- **Your objective**
Rewrite the entries from the line with "Point to the outer" through the end of the entries, changing "soil" to "earth" and leaving everything else as it is.

- **Extracted records**
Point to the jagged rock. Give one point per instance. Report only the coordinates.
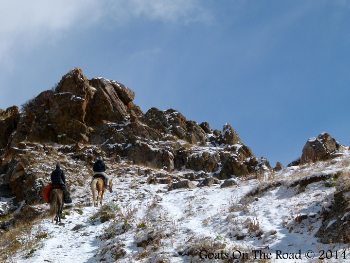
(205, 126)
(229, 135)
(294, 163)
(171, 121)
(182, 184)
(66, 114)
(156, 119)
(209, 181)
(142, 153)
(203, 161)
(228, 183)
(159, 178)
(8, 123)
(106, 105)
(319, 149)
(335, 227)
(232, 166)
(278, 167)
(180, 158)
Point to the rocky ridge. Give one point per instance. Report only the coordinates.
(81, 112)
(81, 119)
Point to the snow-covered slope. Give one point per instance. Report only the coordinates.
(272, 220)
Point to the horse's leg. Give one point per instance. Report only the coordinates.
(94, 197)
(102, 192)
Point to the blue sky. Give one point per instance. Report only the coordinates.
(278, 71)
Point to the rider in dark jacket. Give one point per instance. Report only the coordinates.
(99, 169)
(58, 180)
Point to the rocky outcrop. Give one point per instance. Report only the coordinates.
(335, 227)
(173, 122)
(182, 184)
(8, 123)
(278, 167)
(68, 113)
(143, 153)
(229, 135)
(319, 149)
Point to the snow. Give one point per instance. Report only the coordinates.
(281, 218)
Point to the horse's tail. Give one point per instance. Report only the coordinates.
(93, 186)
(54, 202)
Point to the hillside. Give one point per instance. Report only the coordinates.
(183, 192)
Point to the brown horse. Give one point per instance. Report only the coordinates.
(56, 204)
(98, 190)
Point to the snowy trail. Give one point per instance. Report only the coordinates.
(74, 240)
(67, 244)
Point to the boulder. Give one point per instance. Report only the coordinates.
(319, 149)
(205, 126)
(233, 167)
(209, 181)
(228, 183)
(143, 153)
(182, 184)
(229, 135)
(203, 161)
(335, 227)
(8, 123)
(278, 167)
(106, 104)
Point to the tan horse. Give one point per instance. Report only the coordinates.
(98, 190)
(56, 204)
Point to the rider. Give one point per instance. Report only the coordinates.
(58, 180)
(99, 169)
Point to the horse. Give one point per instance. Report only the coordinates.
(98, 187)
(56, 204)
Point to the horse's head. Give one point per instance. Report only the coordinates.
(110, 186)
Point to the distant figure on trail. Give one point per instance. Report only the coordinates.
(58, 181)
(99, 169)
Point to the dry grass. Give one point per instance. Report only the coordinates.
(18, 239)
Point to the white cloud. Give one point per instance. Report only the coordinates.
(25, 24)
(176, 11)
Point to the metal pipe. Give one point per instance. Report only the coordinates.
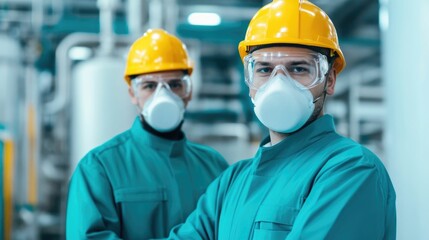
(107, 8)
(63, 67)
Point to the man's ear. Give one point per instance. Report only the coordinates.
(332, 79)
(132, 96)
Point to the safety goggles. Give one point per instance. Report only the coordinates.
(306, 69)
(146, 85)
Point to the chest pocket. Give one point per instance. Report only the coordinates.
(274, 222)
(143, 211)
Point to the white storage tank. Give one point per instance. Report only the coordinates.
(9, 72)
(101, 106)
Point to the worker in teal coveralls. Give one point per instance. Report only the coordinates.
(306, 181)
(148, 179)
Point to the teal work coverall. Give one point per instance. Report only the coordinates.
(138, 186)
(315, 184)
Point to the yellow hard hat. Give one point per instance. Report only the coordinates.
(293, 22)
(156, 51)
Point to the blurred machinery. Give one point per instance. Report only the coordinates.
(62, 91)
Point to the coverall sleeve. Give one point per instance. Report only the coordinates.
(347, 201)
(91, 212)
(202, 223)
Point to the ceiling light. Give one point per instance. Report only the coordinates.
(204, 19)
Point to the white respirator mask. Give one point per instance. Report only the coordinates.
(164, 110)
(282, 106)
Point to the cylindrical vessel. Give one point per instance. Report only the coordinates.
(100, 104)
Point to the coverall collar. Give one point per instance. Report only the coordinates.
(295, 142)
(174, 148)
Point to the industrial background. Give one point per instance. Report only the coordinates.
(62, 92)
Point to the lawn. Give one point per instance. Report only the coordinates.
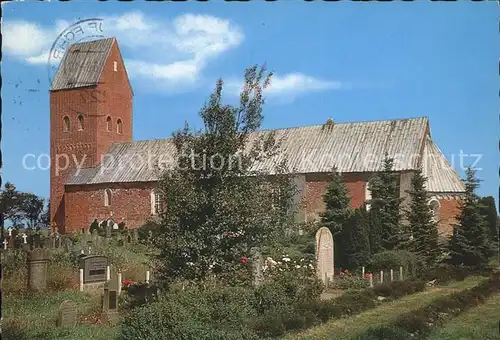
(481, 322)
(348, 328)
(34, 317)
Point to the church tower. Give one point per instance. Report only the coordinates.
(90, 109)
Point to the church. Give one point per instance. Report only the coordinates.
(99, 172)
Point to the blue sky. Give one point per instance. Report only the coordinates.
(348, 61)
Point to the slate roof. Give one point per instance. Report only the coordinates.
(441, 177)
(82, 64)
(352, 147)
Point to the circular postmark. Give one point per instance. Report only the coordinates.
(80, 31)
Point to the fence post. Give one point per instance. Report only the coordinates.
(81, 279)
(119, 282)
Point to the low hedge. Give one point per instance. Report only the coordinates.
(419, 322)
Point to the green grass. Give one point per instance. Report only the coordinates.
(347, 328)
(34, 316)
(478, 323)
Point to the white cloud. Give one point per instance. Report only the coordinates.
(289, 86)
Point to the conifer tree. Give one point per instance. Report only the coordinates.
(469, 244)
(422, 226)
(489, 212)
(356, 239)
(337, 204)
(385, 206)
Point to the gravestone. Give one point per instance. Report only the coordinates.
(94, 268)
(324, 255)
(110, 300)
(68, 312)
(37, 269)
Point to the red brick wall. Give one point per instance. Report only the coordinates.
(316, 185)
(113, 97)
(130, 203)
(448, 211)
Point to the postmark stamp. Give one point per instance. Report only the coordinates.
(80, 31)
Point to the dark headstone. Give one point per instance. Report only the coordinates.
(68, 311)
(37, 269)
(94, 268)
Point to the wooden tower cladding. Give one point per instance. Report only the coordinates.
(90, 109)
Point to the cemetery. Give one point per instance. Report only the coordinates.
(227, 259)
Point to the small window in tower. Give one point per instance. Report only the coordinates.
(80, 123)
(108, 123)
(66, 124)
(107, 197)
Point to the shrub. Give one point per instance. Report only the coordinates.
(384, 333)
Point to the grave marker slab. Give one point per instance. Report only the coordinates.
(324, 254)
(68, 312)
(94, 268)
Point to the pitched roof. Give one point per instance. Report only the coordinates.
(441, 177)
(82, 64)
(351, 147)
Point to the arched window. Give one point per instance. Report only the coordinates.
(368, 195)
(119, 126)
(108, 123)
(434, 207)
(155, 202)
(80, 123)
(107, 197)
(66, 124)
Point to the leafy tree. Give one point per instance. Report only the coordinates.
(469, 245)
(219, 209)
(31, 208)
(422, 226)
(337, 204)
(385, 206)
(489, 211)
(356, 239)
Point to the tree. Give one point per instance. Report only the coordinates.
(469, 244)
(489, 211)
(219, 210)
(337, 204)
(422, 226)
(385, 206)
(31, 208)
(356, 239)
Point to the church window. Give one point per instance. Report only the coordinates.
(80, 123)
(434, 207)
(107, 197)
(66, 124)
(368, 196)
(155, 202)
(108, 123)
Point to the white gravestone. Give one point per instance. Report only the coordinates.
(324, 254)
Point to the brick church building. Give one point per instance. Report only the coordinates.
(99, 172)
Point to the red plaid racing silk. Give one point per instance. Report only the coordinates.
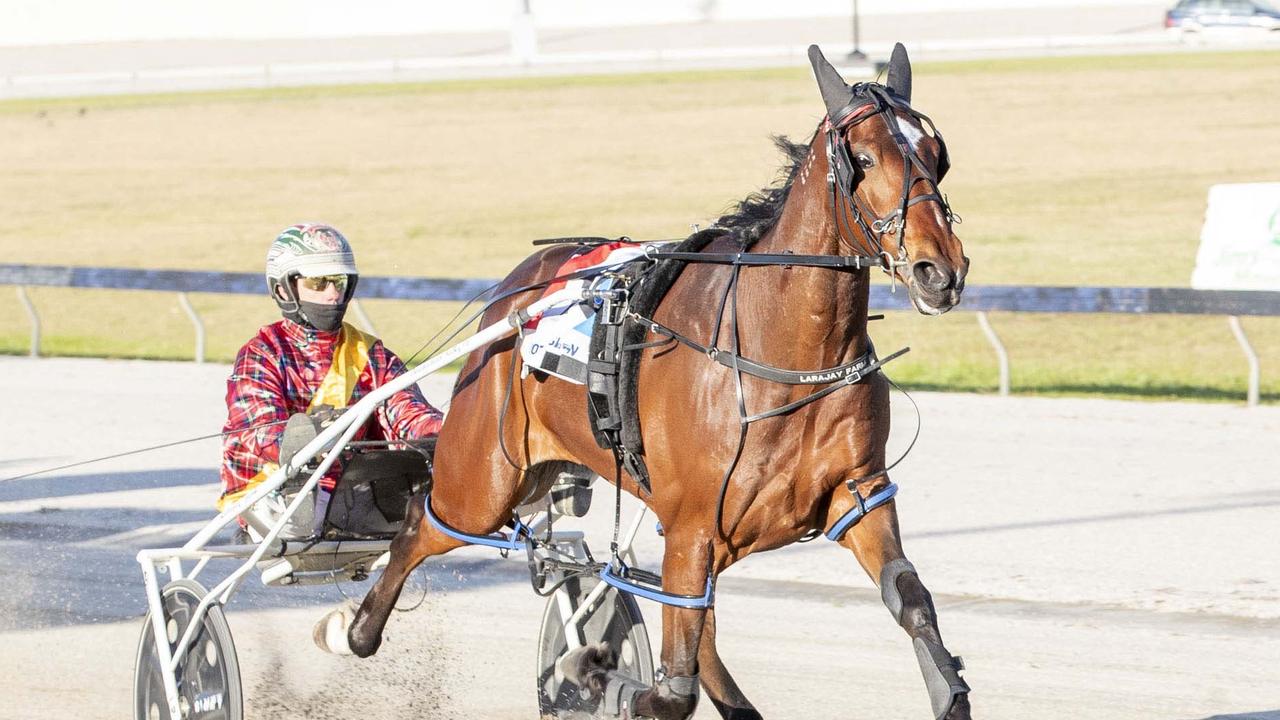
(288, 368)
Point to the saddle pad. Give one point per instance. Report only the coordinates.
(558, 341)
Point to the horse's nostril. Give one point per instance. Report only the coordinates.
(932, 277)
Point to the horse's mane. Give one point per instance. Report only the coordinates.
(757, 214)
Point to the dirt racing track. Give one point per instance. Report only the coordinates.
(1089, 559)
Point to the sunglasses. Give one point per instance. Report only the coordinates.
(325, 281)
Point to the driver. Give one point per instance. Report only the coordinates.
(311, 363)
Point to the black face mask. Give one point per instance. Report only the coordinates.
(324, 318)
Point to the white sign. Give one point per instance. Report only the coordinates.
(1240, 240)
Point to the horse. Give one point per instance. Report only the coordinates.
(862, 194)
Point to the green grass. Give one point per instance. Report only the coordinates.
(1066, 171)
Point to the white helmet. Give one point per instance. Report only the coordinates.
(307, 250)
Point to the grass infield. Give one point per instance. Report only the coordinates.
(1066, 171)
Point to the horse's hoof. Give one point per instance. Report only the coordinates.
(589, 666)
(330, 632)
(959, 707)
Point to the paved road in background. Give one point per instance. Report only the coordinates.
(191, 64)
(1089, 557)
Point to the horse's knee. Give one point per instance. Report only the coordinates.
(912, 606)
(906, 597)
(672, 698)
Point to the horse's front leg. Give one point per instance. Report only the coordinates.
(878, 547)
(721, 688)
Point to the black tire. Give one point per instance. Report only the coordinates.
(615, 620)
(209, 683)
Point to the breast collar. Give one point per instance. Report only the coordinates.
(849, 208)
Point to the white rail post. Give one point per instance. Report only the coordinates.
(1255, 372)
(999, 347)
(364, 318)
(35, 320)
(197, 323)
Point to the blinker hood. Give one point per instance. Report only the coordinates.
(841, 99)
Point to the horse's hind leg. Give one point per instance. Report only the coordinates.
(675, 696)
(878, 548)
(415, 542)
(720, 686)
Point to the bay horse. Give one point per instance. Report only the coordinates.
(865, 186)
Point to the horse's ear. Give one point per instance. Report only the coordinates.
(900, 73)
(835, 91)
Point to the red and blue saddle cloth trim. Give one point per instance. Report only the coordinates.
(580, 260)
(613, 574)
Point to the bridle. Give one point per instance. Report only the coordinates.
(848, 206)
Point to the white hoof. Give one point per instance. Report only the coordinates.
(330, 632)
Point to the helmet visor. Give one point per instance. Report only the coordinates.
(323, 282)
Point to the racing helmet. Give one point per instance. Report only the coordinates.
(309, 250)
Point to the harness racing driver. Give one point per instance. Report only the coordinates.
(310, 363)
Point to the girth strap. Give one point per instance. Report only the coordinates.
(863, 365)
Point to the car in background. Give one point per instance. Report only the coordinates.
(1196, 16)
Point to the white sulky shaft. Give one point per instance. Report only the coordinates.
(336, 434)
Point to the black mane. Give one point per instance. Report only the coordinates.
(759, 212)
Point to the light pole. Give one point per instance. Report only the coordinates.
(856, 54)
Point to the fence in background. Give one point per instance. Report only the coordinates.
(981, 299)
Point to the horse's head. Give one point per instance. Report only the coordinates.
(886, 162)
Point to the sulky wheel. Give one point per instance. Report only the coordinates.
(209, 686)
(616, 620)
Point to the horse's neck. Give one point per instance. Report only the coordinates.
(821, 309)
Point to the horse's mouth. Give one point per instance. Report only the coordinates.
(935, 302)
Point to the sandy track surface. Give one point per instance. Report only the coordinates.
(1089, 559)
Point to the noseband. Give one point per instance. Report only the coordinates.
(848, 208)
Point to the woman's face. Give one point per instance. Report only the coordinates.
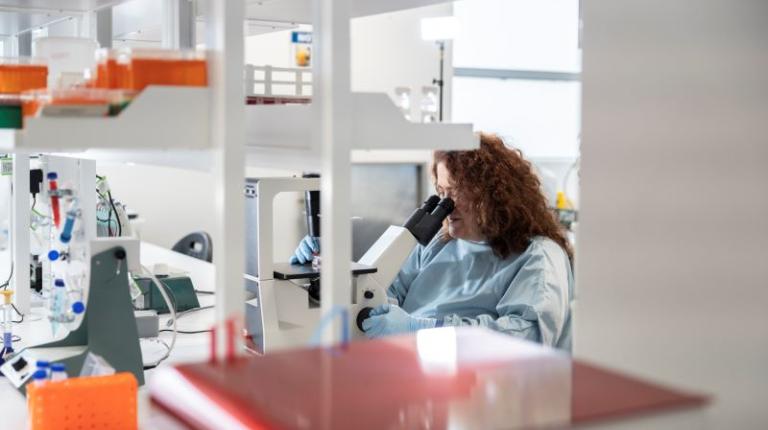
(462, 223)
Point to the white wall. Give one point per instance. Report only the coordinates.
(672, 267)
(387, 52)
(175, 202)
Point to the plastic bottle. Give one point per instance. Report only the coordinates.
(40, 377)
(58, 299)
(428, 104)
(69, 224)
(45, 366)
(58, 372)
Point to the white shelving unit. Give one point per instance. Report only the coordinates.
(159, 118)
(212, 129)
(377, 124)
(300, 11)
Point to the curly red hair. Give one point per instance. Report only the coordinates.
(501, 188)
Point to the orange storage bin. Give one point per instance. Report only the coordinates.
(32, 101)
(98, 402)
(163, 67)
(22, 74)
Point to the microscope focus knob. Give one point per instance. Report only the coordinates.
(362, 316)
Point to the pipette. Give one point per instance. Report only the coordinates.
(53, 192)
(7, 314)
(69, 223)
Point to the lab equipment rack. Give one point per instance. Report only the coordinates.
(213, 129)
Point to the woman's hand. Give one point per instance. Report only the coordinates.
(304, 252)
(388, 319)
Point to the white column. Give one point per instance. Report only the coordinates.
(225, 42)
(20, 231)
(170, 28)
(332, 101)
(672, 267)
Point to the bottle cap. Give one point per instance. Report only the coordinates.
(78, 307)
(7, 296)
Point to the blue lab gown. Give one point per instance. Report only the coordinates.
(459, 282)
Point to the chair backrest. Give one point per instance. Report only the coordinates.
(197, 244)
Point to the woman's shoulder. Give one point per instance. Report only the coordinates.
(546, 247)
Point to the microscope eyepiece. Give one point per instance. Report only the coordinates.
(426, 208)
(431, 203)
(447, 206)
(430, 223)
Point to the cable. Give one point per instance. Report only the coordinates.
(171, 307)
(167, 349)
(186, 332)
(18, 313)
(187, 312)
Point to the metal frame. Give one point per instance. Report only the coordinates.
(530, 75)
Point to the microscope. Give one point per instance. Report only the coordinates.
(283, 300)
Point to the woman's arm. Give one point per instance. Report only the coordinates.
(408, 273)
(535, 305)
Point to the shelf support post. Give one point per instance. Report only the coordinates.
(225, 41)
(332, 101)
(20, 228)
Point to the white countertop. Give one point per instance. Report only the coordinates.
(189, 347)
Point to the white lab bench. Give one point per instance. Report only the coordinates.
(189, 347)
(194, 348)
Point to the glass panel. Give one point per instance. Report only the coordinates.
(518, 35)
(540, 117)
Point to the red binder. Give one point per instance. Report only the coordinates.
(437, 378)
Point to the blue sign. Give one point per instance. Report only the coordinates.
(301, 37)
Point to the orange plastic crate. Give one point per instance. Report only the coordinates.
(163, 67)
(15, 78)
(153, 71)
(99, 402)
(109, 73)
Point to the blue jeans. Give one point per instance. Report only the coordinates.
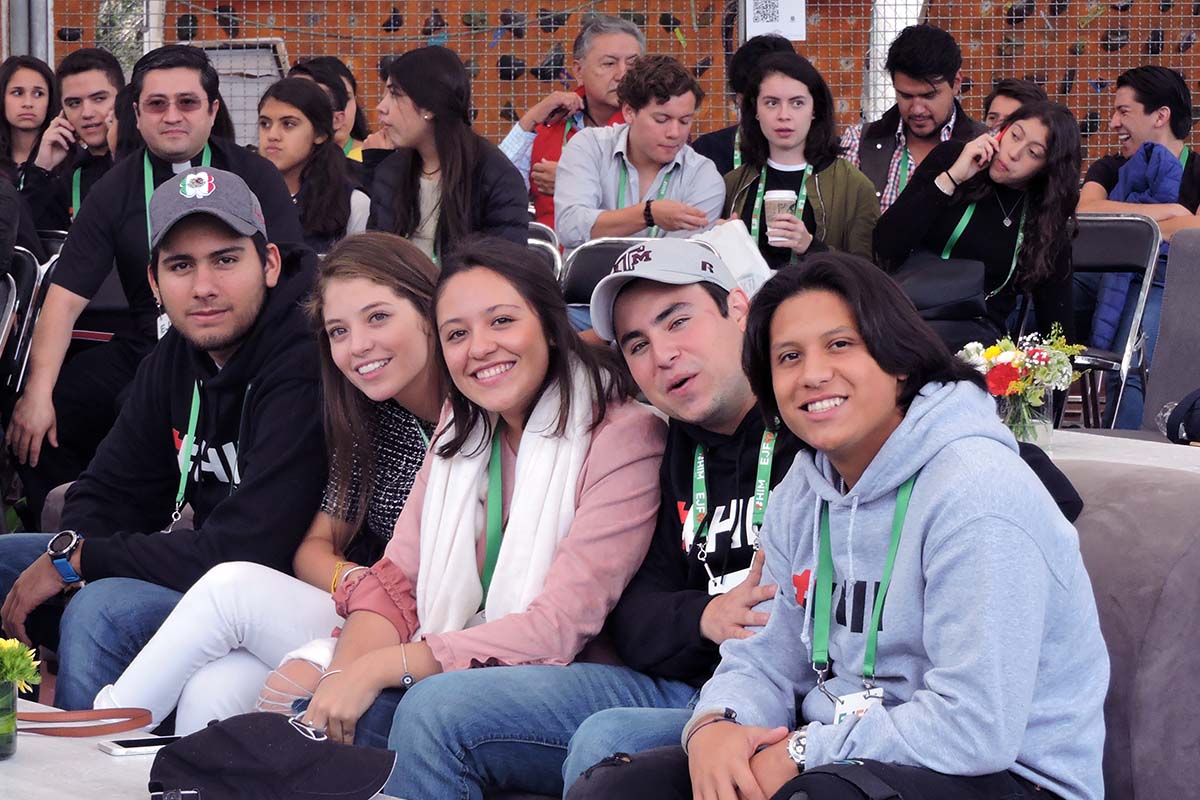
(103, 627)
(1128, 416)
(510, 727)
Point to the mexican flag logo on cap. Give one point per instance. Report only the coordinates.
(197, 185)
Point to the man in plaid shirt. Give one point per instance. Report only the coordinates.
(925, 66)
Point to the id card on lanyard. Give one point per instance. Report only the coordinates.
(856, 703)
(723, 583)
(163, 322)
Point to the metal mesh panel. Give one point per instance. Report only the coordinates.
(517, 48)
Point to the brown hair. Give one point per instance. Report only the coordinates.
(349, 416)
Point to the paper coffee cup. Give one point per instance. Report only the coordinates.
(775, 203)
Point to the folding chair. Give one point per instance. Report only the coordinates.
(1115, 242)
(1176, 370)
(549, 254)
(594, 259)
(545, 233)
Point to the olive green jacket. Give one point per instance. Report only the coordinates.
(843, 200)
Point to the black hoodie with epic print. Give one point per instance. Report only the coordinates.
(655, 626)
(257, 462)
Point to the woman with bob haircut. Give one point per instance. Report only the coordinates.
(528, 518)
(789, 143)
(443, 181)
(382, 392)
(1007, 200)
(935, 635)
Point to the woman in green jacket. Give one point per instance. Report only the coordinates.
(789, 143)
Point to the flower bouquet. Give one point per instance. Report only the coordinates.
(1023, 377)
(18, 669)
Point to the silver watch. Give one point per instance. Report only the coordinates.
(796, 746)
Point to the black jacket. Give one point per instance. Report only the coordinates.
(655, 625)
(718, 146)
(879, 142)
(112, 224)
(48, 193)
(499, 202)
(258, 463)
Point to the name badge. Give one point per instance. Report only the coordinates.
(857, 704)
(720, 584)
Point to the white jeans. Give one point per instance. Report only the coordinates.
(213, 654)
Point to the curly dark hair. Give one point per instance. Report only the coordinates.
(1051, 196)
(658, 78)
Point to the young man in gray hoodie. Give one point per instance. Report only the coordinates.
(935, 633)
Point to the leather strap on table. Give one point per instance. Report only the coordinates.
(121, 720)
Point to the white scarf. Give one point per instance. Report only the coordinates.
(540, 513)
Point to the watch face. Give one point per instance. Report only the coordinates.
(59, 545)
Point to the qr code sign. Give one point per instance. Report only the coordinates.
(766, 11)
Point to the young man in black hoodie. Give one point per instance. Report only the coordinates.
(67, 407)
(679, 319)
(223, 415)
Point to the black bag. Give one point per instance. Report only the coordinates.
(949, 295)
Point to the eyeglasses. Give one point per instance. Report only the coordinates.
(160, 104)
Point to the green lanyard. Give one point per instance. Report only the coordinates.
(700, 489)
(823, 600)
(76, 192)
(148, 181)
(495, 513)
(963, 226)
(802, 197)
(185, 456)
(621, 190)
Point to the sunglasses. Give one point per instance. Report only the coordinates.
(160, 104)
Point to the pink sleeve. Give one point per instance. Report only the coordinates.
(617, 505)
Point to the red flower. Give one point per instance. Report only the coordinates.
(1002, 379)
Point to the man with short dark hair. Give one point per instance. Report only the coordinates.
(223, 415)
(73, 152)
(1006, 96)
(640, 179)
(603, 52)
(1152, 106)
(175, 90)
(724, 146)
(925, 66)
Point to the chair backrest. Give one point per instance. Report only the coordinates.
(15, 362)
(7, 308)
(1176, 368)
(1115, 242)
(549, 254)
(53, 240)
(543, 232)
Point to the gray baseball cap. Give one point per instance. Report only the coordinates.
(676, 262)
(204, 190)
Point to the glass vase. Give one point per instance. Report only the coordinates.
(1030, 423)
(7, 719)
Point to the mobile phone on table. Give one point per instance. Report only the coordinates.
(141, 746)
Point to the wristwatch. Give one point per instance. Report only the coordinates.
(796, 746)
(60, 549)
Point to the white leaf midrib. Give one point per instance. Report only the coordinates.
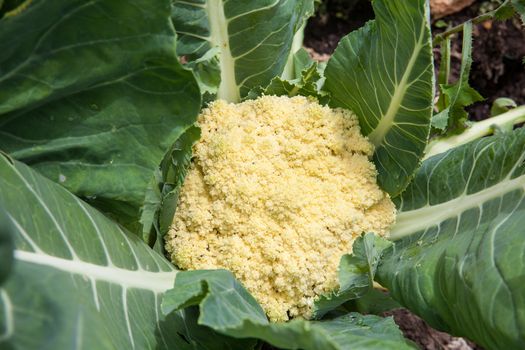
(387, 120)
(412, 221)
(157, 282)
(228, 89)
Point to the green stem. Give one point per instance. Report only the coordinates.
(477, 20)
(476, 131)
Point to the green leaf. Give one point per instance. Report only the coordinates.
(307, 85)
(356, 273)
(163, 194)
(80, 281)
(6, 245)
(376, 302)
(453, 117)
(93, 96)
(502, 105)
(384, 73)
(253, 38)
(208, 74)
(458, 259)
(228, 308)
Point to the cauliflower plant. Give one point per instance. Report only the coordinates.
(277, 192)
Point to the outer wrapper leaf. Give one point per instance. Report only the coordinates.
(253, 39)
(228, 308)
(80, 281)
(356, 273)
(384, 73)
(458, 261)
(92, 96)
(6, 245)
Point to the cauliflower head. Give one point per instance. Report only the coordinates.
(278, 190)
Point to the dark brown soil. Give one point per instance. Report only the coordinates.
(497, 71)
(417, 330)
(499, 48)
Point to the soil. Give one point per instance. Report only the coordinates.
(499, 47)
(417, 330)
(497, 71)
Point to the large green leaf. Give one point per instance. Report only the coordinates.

- **Result of the exercise**
Point to the outer wrapper leaf. Give one point per instance. Report only the coordinates.
(253, 39)
(228, 308)
(80, 281)
(356, 273)
(384, 73)
(458, 261)
(92, 96)
(6, 245)
Point to the cauliflower head. Give one point per instance. Report only the coordinates.
(278, 190)
Point to the dark brown earth. Give one point per instance. Report only the coordinates.
(497, 71)
(417, 330)
(499, 48)
Point to the earth. Give one point per instance. Report only the coordinates.
(499, 47)
(417, 330)
(497, 71)
Point to the large green leaf. Give one point per instance. Report only the coordinates.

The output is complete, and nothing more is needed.